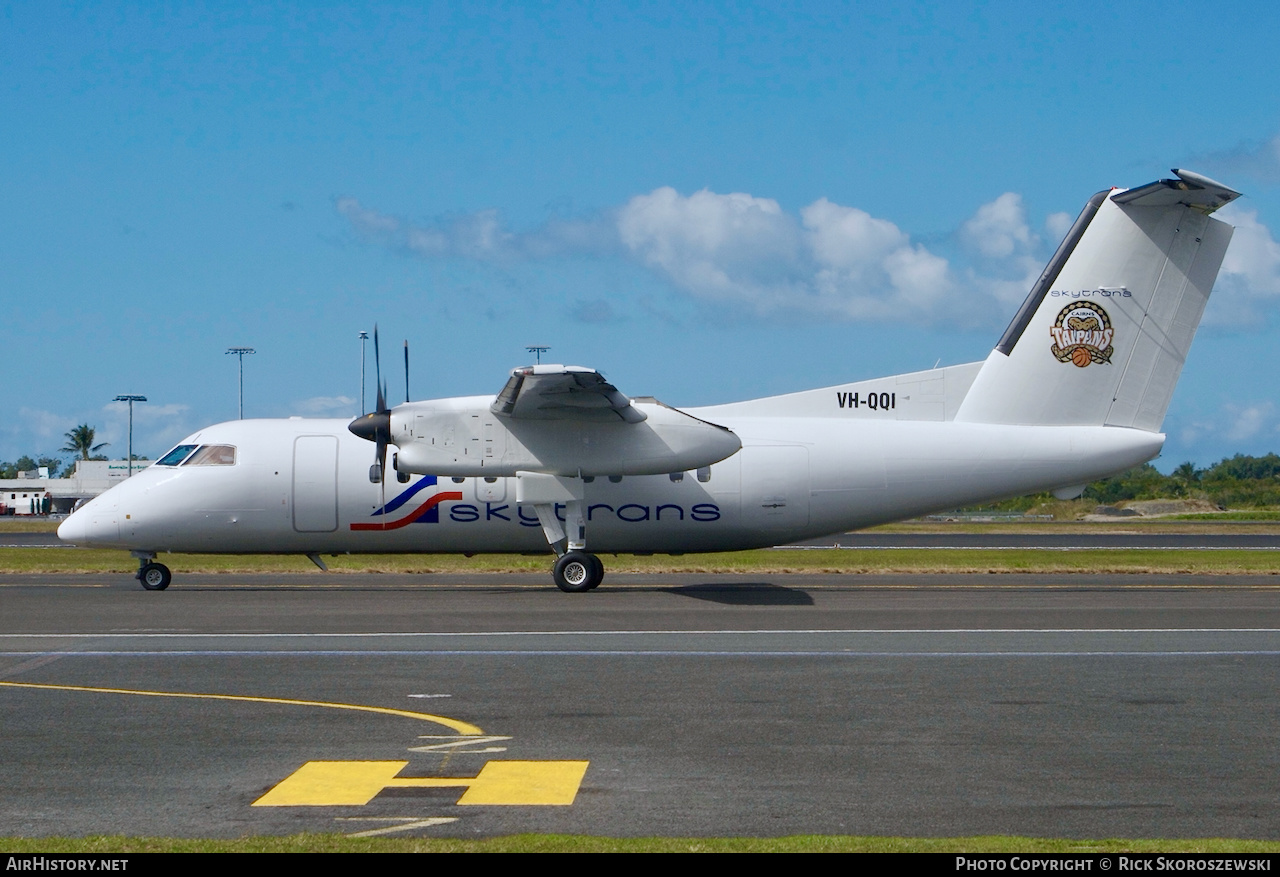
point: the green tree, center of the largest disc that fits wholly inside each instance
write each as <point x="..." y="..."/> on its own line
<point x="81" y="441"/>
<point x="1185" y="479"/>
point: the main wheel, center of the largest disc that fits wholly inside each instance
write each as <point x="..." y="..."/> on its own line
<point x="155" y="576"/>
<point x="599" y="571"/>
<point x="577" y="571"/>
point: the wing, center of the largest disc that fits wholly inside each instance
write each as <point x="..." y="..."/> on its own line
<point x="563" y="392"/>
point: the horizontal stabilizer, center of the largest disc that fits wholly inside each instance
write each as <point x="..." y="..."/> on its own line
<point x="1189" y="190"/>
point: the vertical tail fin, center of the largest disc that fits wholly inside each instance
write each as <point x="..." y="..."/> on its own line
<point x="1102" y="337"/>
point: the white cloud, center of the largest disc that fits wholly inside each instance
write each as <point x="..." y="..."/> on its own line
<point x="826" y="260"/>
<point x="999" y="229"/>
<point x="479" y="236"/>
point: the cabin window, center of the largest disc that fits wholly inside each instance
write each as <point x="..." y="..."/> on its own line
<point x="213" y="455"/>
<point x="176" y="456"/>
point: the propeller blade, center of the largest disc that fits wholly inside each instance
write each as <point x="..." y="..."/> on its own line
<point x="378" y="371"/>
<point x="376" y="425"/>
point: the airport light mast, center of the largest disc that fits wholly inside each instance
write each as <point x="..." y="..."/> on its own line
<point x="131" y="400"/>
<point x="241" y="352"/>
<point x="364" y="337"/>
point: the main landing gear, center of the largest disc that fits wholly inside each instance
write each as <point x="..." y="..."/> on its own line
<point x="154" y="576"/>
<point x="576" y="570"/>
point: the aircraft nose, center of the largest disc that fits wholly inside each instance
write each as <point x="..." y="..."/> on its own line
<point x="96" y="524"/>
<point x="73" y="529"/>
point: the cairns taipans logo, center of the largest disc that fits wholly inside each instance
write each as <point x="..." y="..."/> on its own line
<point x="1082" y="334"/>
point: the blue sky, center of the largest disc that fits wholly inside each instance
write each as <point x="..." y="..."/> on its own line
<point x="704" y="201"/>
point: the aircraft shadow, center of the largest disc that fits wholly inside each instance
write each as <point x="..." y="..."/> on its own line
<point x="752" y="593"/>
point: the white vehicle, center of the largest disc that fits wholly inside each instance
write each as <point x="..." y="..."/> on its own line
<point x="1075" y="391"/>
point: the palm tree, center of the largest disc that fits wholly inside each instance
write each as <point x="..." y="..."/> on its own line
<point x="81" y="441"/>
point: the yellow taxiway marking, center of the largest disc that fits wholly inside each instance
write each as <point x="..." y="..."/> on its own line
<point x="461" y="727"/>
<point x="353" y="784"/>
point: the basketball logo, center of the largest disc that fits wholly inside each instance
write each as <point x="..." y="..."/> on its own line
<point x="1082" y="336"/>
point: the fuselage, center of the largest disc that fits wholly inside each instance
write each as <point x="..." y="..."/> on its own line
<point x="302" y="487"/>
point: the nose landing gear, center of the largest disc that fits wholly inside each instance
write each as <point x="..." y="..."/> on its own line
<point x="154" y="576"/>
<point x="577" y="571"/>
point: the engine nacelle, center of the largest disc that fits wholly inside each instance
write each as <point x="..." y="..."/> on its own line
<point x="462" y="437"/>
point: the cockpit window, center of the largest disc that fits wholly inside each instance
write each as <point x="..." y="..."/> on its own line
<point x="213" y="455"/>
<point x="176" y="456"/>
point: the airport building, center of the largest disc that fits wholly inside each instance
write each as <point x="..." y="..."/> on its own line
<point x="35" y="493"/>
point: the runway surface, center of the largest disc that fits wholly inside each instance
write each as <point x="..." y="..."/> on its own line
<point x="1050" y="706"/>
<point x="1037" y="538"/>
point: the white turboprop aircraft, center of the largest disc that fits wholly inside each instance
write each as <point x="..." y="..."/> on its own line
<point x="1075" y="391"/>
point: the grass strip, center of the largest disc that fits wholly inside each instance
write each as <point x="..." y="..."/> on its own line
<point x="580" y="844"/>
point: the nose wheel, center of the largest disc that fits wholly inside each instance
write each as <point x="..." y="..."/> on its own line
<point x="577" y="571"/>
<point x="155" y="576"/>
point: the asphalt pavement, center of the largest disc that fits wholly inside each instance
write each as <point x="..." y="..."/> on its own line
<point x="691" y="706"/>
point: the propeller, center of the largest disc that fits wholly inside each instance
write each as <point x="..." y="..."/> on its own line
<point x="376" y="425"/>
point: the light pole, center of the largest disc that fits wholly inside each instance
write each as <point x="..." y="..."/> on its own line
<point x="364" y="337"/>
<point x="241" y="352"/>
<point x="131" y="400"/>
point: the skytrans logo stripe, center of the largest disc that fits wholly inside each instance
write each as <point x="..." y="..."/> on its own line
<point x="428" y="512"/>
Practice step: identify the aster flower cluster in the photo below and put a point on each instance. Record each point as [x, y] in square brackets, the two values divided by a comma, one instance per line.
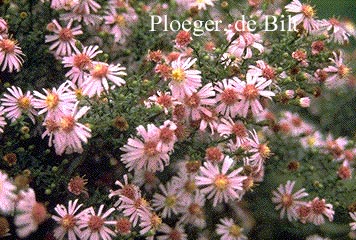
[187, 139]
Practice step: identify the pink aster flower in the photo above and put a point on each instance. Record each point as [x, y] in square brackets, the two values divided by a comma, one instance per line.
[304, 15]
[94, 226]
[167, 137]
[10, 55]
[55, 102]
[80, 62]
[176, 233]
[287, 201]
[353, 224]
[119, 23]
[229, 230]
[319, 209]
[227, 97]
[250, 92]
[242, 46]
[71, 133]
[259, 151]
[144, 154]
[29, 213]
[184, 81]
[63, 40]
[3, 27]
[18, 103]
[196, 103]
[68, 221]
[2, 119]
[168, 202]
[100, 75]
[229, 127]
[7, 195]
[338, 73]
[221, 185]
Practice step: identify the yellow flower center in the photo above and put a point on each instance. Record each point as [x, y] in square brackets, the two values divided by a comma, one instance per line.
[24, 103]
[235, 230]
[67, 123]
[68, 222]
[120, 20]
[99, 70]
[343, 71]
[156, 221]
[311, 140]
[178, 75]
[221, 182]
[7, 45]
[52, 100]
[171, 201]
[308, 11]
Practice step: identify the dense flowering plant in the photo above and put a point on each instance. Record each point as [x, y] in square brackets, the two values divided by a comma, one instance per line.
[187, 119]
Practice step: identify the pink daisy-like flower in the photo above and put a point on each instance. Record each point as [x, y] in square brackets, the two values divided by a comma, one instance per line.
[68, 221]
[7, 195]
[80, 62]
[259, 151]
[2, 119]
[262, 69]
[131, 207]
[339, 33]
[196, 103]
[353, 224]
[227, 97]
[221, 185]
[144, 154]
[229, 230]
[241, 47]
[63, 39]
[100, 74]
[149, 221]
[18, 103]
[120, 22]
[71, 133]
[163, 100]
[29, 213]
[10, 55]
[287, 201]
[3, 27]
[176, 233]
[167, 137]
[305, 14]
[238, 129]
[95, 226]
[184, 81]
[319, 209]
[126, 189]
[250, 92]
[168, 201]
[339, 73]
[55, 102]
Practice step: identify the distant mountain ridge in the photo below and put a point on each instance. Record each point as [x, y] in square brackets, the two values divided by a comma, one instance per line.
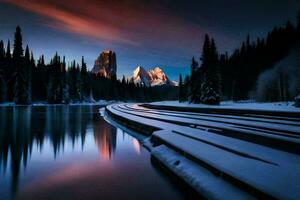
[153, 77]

▶ **WORK ORDER**
In the entries above, find the line that contains "point: the main wheel, center", then repeat exactly every line from the first one through that line, with no pictures.

▶ **EXERCISE SOLUTION**
point: the green tree, center of the largest disc that fits wholly inside each instance
write each as <point x="..." y="..."/> on its own line
<point x="81" y="441"/>
<point x="1185" y="479"/>
point: the main wheel, center of the largest disc that fits wholly inside each instance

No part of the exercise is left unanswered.